Could you reproduce the whole listing below line for line, with no changes?

[start DATASET ROWS]

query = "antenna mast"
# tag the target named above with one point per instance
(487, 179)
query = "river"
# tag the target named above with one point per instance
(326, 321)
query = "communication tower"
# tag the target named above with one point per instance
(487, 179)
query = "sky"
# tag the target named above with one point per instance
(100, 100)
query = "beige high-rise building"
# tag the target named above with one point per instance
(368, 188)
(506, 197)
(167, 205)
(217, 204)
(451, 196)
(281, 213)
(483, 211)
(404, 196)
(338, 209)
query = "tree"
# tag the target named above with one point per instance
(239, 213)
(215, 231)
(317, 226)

[end DATASET ROWS]

§ ANSWER TO THIS EXERCISE:
query = "antenna mast"
# tag the target named above with one point per instance
(487, 179)
query = "river"
# tag the target named above with one point per instance
(326, 321)
query = "communication tower"
# tag the target named above with one point per instance
(487, 179)
query = "sky"
# tag the target named above with one point per instance
(100, 100)
query = "beige high-rise building"
# tag the target named above with one point per instance
(368, 188)
(506, 197)
(167, 205)
(217, 204)
(451, 196)
(281, 213)
(483, 211)
(404, 196)
(338, 209)
query = "tree"
# tag the target named above with one point per instance
(239, 213)
(215, 231)
(317, 226)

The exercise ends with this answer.